| Übungstext |

┌──

Von Martina Züger

Nach den Studentenprotesten versprachen alle NRW-Universitäten Verbesserungen. Am Montag (12.04.10) beginnt das Sommersemester - aber verbessert hat sich bislang nur wenig. Erst 2011 erwarten Experten deutliche Veränderungen.

"Zum Sommersemester werden überall erste Verbesserungen spürbar", versprach Wissenschaftsminister Andreas Pinkwart (FDP) im März. Nach den Studentenprotesten machten alle 14 NRW-Universitäten den "Bologna-Check": Acht von ihnen wollen im Sommersemester weniger Prüfungen verlangen, darunter die Universitäten in Münster und Bielefeld, die RWTH Aachen und die TU Dortmund. Sechs Hochschulen wollen zusätzlich auch die Menge an Lernstoff reduzieren.

└──

| Übungsdaten |
┌──

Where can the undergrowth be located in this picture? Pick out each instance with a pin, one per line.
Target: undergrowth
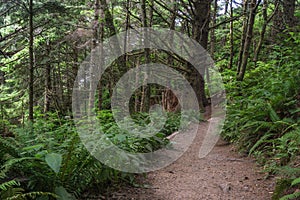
(263, 115)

└──

Schreibe aus dem Übungstext die Stelle von „Nach den Studentenprotesten versprachen“ bis „Experten deutliche Veränderungen.“ wortgetreu ab. Die Liste hat mit dem Übungstext nichts zu tun.

Nach den Studentenprotesten versprachen alle NRW-Universitäten Verbesserungen. Am Montag (12.04.10) beginnt das Sommersemester - aber verbessert hat sich bislang nur wenig. Erst 2011 erwarten Experten deutliche Veränderungen.